(Records excerpted from a collection)

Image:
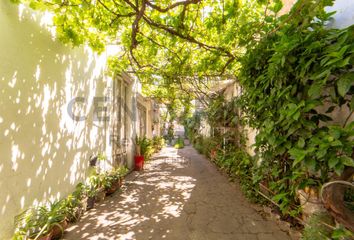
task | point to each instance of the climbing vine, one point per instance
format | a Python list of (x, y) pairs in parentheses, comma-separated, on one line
[(295, 79)]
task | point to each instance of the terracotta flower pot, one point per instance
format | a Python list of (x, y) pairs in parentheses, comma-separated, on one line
[(112, 189), (58, 232), (310, 202), (48, 236), (101, 195), (139, 163), (90, 203)]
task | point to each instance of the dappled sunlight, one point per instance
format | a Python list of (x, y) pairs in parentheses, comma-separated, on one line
[(155, 198), (45, 152)]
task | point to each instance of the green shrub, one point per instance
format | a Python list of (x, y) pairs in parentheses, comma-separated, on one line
[(179, 143)]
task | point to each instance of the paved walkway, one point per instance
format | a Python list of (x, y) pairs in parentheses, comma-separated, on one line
[(180, 195)]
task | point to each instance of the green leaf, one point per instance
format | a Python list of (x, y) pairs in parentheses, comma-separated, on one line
[(301, 143), (344, 83), (347, 161), (315, 90), (297, 154), (333, 162)]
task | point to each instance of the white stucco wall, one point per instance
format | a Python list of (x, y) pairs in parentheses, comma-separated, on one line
[(44, 152)]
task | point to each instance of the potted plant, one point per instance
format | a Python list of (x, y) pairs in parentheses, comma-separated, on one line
[(41, 222), (111, 182), (31, 224), (91, 198), (139, 157)]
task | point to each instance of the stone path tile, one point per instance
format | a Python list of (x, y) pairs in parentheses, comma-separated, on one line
[(181, 196)]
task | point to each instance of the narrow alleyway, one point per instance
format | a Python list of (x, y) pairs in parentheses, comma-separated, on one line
[(180, 195)]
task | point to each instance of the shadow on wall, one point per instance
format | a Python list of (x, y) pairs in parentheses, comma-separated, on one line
[(44, 153)]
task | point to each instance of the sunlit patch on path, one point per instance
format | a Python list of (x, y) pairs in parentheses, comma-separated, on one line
[(180, 195)]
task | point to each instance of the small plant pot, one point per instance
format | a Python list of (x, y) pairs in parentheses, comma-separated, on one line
[(83, 204), (58, 231), (139, 163), (48, 236), (310, 202), (112, 189), (77, 213), (90, 203), (101, 195)]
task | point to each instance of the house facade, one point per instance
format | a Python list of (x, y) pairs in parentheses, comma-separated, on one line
[(58, 110)]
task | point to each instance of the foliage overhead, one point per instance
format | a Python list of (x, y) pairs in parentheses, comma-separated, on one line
[(184, 45)]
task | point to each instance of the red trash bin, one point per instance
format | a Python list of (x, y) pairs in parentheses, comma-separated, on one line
[(139, 163)]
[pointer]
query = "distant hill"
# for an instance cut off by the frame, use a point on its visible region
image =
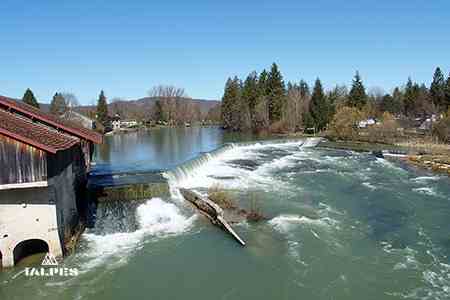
(140, 108)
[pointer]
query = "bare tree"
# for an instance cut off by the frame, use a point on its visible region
(167, 92)
(172, 104)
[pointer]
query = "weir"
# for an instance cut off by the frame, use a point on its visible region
(138, 186)
(184, 170)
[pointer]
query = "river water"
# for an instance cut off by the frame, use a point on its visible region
(341, 225)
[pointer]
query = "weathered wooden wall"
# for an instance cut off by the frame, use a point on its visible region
(20, 162)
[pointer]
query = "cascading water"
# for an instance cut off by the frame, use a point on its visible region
(187, 171)
(122, 227)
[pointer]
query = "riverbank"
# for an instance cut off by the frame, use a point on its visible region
(433, 157)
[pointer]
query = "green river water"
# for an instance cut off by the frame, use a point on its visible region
(341, 225)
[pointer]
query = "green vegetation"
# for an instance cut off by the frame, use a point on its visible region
(102, 109)
(265, 104)
(29, 98)
(58, 105)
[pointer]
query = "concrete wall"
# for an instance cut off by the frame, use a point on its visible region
(20, 222)
(64, 188)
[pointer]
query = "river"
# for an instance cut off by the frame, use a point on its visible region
(341, 225)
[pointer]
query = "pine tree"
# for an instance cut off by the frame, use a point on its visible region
(304, 89)
(231, 103)
(29, 98)
(102, 109)
(275, 93)
(447, 93)
(410, 97)
(437, 89)
(318, 108)
(250, 96)
(357, 96)
(58, 106)
(262, 83)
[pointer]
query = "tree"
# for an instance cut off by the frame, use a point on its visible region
(70, 100)
(441, 129)
(275, 93)
(171, 103)
(437, 89)
(345, 123)
(58, 105)
(447, 92)
(410, 97)
(388, 104)
(102, 109)
(357, 96)
(29, 98)
(318, 107)
(251, 96)
(230, 104)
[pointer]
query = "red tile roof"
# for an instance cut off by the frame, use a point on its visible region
(34, 113)
(34, 134)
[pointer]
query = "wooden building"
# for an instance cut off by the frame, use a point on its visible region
(43, 173)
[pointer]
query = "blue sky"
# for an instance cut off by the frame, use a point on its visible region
(126, 47)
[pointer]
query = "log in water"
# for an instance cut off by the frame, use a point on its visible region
(211, 210)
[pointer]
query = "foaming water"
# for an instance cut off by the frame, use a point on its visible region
(155, 218)
(215, 168)
(285, 223)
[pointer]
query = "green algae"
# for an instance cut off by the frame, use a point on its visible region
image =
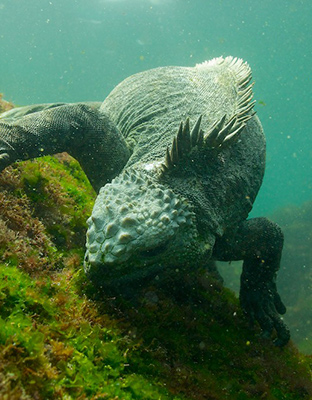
(180, 337)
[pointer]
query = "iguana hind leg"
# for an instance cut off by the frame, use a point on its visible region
(258, 242)
(79, 129)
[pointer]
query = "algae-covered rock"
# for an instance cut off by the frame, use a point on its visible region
(180, 336)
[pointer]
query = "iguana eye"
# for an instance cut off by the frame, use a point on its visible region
(154, 251)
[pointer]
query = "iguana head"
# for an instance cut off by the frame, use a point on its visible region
(138, 225)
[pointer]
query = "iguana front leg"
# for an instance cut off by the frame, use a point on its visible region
(79, 129)
(259, 243)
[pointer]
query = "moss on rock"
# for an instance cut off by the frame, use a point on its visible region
(179, 337)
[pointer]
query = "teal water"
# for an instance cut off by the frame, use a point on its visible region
(75, 50)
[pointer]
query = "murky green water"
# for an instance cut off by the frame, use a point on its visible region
(74, 50)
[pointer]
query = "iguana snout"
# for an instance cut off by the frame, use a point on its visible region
(137, 222)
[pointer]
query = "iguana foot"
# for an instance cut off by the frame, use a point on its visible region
(259, 243)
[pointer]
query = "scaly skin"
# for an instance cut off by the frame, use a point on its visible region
(168, 197)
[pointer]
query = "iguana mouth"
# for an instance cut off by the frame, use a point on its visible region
(154, 251)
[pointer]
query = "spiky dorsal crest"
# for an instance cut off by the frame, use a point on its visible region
(223, 132)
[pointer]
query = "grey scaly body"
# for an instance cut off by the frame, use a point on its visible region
(168, 197)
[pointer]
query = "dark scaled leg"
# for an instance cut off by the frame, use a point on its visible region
(258, 242)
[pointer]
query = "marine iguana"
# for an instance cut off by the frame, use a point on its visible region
(170, 193)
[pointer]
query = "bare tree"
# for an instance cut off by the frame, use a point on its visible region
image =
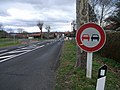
(48, 30)
(102, 8)
(73, 24)
(40, 25)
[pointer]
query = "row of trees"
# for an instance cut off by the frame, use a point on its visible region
(115, 17)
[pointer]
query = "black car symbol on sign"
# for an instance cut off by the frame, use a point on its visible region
(85, 37)
(95, 37)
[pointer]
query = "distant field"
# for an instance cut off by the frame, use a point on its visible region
(70, 78)
(4, 42)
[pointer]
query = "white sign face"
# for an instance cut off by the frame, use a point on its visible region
(90, 37)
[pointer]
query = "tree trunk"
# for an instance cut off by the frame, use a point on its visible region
(82, 17)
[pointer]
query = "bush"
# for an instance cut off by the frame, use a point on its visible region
(111, 48)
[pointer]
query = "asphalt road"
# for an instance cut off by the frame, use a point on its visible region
(30, 67)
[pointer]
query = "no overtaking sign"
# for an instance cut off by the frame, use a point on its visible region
(90, 37)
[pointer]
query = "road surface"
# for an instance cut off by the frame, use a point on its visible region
(29, 67)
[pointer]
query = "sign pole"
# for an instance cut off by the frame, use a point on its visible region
(101, 78)
(89, 65)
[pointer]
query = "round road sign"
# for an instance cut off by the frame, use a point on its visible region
(90, 37)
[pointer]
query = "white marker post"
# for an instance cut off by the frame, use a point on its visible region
(89, 65)
(101, 78)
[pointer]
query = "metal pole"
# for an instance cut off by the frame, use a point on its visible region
(89, 65)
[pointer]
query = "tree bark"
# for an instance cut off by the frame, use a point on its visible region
(82, 17)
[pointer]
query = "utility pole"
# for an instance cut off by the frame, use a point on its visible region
(82, 17)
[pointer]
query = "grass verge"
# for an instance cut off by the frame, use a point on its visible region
(70, 78)
(5, 42)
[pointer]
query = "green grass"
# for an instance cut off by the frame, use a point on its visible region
(70, 78)
(5, 42)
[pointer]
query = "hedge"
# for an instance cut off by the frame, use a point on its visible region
(111, 48)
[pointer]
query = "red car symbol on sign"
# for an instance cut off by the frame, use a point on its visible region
(85, 37)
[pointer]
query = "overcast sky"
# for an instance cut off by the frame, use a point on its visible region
(26, 13)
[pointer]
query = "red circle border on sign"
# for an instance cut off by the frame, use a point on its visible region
(100, 30)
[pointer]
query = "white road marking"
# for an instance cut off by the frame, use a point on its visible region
(20, 54)
(18, 51)
(4, 50)
(7, 56)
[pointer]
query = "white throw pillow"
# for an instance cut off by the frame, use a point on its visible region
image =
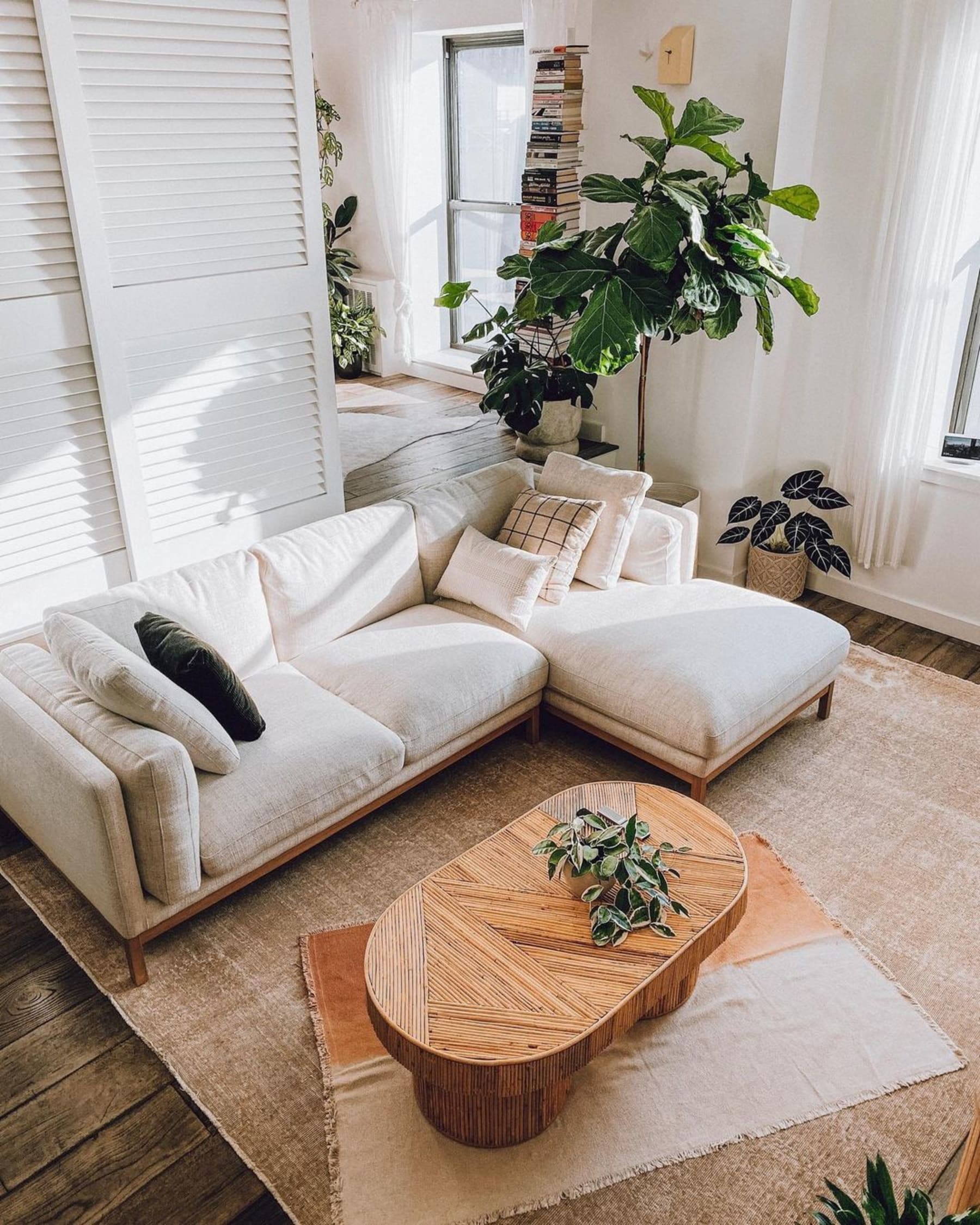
(115, 678)
(623, 494)
(494, 577)
(552, 527)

(Task directions): For every line above with the word "wooden" in it, make a copy.

(Solution to this exercise):
query = "weathered wooden wall"
query = "wooden building"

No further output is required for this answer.